### What needs to be done
Please return all of the material exactly, with no line missing.

### Data
•••••
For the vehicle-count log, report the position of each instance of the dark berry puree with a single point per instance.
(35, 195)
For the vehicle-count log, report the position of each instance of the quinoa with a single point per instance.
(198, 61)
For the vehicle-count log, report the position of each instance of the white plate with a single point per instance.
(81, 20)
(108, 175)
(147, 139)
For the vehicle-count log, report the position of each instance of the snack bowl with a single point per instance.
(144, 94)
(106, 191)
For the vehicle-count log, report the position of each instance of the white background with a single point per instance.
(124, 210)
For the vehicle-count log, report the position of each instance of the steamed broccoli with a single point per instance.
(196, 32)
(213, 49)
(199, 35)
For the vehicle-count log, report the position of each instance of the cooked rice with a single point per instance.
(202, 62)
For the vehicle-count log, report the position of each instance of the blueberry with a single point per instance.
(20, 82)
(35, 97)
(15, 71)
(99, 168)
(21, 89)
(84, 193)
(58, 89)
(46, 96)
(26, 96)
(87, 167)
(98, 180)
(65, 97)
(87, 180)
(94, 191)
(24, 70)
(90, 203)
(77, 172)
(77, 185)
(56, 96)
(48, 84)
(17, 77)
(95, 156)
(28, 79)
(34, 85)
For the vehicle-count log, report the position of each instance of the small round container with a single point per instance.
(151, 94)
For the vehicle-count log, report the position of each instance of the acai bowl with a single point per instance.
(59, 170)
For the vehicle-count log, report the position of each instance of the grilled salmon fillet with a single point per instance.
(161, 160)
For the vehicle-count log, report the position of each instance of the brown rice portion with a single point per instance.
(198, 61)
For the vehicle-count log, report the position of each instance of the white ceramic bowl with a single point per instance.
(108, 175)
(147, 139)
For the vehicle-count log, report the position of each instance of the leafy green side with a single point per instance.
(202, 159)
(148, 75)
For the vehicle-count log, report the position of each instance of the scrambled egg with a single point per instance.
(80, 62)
•••••
### Solution to the exercise
For the vehicle-count log, report the position of each instance of the dark berry puree with a single point per instance.
(35, 195)
For the vehicle-count log, report the position of each instance of the quinoa with a single point per instance.
(198, 61)
For the vehicle-count log, report the position of each instance of the white plate with a single point per instance.
(81, 20)
(108, 175)
(147, 139)
For the vehicle-count log, report the position of each instance of the snack bowl with a single point per instance.
(144, 94)
(106, 191)
For the vehicle-count log, report the position of each instance of the white background with a single point per instance.
(124, 210)
For the vehicle-count log, report the position of each instance of the steamed broccoli with a single point per instance.
(196, 32)
(213, 49)
(199, 35)
For the vehicle-count log, report the position of each instance of the cooked rice with a single point per instance.
(202, 62)
For the vehicle-count log, report the position of each instance of the blueberry with a single point per instance.
(20, 82)
(35, 97)
(15, 71)
(99, 168)
(21, 89)
(84, 193)
(58, 89)
(46, 96)
(26, 96)
(87, 167)
(98, 180)
(65, 97)
(87, 180)
(94, 191)
(24, 70)
(90, 203)
(77, 172)
(77, 185)
(56, 96)
(48, 84)
(17, 77)
(95, 156)
(28, 79)
(34, 85)
For the vehicle-count log, report the position of each instance of the small round container with a single point per instance.
(151, 94)
For the vehicle-count log, report the position of each instance of the acai bowl with a single point per instance.
(59, 170)
For the vehicle-count log, report the position of each instance of the grilled salmon fillet with a single point per instance.
(161, 160)
For the vehicle-count log, report the position of each instance of the brown rice portion with a single point per instance.
(198, 61)
For the vehicle-count log, report the position of each instance of the white ceramic bowl with a single point per instance.
(108, 175)
(147, 139)
For the vehicle-count log, report the position of each instance of the leafy green side with a single point per instance.
(202, 159)
(148, 75)
For the vehicle-count log, report the position of each instance of the scrambled egg with a single point per instance.
(80, 62)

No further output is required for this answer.